What you will do: Render the lines below as a numbered list, leaving out any blank lines.

Dataset records:

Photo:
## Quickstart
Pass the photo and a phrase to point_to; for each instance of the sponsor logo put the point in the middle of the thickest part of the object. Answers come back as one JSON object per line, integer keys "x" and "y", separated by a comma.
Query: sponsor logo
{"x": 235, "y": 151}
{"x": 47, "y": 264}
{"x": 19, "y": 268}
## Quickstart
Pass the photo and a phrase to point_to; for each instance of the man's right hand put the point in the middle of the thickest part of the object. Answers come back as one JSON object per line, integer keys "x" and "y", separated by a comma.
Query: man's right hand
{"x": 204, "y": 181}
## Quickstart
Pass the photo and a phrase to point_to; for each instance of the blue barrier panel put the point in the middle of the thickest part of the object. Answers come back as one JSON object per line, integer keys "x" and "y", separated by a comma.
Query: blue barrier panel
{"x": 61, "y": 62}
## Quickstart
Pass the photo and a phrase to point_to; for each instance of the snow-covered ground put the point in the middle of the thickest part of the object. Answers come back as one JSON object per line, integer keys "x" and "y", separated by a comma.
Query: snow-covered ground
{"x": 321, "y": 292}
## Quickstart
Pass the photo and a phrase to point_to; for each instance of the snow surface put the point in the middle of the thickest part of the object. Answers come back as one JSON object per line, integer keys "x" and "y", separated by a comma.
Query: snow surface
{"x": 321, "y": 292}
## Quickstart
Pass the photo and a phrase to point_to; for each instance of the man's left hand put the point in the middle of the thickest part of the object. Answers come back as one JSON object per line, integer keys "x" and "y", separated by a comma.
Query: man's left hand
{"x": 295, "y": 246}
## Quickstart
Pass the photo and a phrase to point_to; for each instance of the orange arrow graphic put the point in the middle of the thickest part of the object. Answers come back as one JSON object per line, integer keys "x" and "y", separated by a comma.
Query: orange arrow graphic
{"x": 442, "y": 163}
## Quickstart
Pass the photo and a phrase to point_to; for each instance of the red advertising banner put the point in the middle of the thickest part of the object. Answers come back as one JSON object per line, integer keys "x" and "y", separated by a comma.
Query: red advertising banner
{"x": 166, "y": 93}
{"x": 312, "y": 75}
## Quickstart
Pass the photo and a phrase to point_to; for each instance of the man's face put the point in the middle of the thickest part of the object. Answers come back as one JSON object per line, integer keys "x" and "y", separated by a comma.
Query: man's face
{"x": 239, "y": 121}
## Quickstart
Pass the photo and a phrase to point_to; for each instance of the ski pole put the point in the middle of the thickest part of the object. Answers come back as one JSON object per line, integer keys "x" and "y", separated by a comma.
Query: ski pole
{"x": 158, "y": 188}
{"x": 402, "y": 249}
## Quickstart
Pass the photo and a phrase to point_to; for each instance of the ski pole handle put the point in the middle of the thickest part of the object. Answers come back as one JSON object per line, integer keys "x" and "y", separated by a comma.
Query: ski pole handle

Exercise response:
1. Photo:
2. ## Quickstart
3. Pass the photo and a phrase to point_to; for each instance of the sponsor logo put the point in the middle of the thickest part of the object. Answers come back as one JSON object per line, integer keys "x" and "y", separated by a comma.
4. Query: sponsor logo
5. {"x": 235, "y": 151}
6. {"x": 47, "y": 264}
7. {"x": 19, "y": 268}
8. ## Quickstart
9. Pass the photo and a phrase to point_to; for each instance of the man's right hand put the point in the middle of the thickest part of the object. Answers come back as one JSON object per line, integer keys "x" and "y", separated by a comma.
10. Query: man's right hand
11. {"x": 204, "y": 181}
12. ## Quickstart
13. Pass the photo and a phrase to point_to; for each instance of the blue barrier panel put the point in the middle of the thickest part of the object. Answers come back as one JSON object per line, integer keys "x" and "y", separated by a comma.
14. Query: blue barrier panel
15. {"x": 61, "y": 62}
16. ## Quickstart
17. Pass the photo and a phrase to point_to; for each instance of the snow-covered ground put the point in the middle of the thickest part of the object. Answers come back as one JSON object per line, integer keys "x" and "y", separated by a comma.
18. Query: snow-covered ground
19. {"x": 321, "y": 292}
20. ## Quickstart
21. Pass the photo and a phrase to point_to; for each instance of the snow surface put the point in the middle of the thickest part of the object. Answers come back as one JSON object per line, integer keys "x" and "y", separated by a comma.
22. Query: snow surface
23. {"x": 321, "y": 292}
24. ## Quickstart
25. Pass the photo and a phrase to point_to; for each instance of the man's left hand put the point in the middle of the thickest part of the object. Answers come back as one JSON object per line, integer keys "x" and "y", separated by a comma.
26. Query: man's left hand
27. {"x": 295, "y": 246}
28. ## Quickstart
29. Pass the photo and a phrase to point_to; for each instance of the orange arrow graphic put the point in the middle of the thickest part of the object. Answers come back as one JSON object per line, integer keys "x" and "y", separated by a comma.
30. Query: orange arrow graphic
31. {"x": 442, "y": 163}
32. ## Quickstart
33. Pass the photo and a phrase to point_to; for each instance of the red advertising banner put the point in the middle of the thickest part of the object. Answers come back as one JSON object per line, integer keys "x" and "y", separated by a comma.
34. Query: red advertising banner
35. {"x": 166, "y": 93}
36. {"x": 312, "y": 75}
37. ## Quickstart
38. Pass the photo and a phrase to point_to; for each instance of the man's face put the point in the middle of the thickest part of the object. Answers come back as one JSON object per line, integer keys "x" and "y", separated by a comma.
39. Query: man's face
40. {"x": 239, "y": 121}
41. ## Quickstart
42. Pass the photo and a phrase to point_to; for each instance of the ski pole put the point in the middle of the thickest part of the object. Answers come back as one JSON object per line, integer keys "x" and "y", separated by a comma.
43. Query: ski pole
44. {"x": 158, "y": 188}
45. {"x": 402, "y": 249}
46. ## Quickstart
47. Pass the photo and a phrase to point_to; for each instance of the ski pole handle put the point in the middle of the thickest part of the object. Answers come back as one JSON object per line, integer keys "x" and "y", separated by a comma.
48. Query: ski pole handle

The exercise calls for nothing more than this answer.